═══ TEXT FOR ANALYSIS ═══

During this year’s May Day holiday, a resident surnamed Huang in Hangzhou, Zhejiang province, took her family on a trip to visit relatives in Bozhou, Anhui province. According to her, they used their electronic social security cards to buy and validate tickets at tourist sites, which she found extremely convenient.
Dong Lidan, who lives in Jiashan county, Jiaxing, Zhejiang province, had similar experiences. She told People’s Daily that she could have her settlement completed at the First People’s Hospital of Jiashan with the electronic certificate for medical insurance.
Dong’s father-in-law is from Shanghai. In the past, when he needed to purchase medication for his high blood pressure in Jiashan, he had to pay in cash first and then submit the invoices, medical records and detailed lists for reimbursement when he went back to Shanghai. And the reimbursement process took as long as some 20 working days. Now, with the direct settlement of expenses of outpatient chronic and specific diseases, it is much more convenient and worry-free, Dong said.

═══ DATA RECORDS ═══

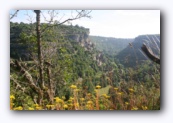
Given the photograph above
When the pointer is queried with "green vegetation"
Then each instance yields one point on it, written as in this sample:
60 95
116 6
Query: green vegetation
76 75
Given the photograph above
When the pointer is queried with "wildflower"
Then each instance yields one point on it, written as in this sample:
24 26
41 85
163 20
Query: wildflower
38 108
104 95
30 108
58 100
12 97
89 94
134 108
71 98
76 104
63 97
98 87
36 105
18 108
131 89
126 103
73 86
144 107
120 93
65 106
76 90
96 90
116 89
82 99
70 105
89 102
48 106
107 97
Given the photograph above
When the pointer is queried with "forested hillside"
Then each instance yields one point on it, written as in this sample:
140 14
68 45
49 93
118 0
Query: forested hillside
61 67
132 54
110 45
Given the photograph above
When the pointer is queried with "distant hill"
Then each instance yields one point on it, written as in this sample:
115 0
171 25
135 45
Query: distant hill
132 54
110 45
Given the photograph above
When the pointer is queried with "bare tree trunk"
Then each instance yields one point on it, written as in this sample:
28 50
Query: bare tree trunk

═══

**WORK INSTRUCTION**: Carry on the account of electronic social security cards and direct medical insurance settlement from the point where it stops. The data has no connection to the text about electronic social security cards and medical insurance settlement.

**OUTPUT**:
The Yangtze River Delta region has taken the lead in China to pilot the direct settlement of outpatient medical expenses across different cities and provinces. More than 15,000 medical institutions in 41 cities are now able to directly settle medical expenses across provinces, benefiting a total of 13 million people.
As lunchtime approached, senior residents happily enjoyed their meals at a dining hall in Zhongleshan neighborhood in Xujiahui subdistrict, Xuhui district, Shanghai. In recent years, Xuhui district has made great efforts to build integrated elderly care centers with medical, cultural, and sports facilities available within a 15-minute life circle.
Since 2018, civil affair departments in Shanghai, Jiangsu, Zhejiang, and Anhui have signed memorandums of understanding on eldercare cooperation, rolling out regional integrated eldercare pilot programs.
Shanghai and Anhui have planned to jointly construct an ecological green rehabilitation base for the aged in Anhui. Yixing in Jiangsu, Changxing county in Zhejiang, and Guangde in Anhui have signed an agreement to set up the country’s first inter-provincial cross-county demonstration area for eldercare.
In Tangdi village in Shaoxing, Zhejiang province, 98 percent of the labor force is engaged in flower and plant production and relevant businesses.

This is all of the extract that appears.